[[ The data open ]]

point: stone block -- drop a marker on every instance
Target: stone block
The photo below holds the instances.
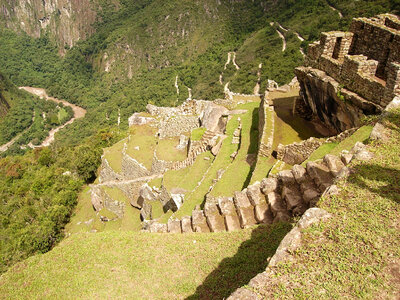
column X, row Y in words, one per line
column 300, row 174
column 158, row 227
column 254, row 194
column 346, row 158
column 286, row 177
column 263, row 213
column 320, row 174
column 174, row 226
column 186, row 224
column 215, row 221
column 292, row 197
column 334, row 164
column 199, row 222
column 276, row 203
column 269, row 185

[[ The data closed ]]

— Problem requirements —
Would you copy the lines from the one holding "Target: stone block" down to the last line of the material, both included, exactly and with nothing added, skipping the pictures?

— Solution —
Target: stone block
The photo below holds the instances.
column X, row Y in words, one per line
column 300, row 174
column 158, row 227
column 254, row 194
column 346, row 158
column 286, row 177
column 263, row 213
column 320, row 174
column 174, row 226
column 186, row 224
column 215, row 221
column 292, row 197
column 334, row 164
column 199, row 222
column 276, row 203
column 269, row 185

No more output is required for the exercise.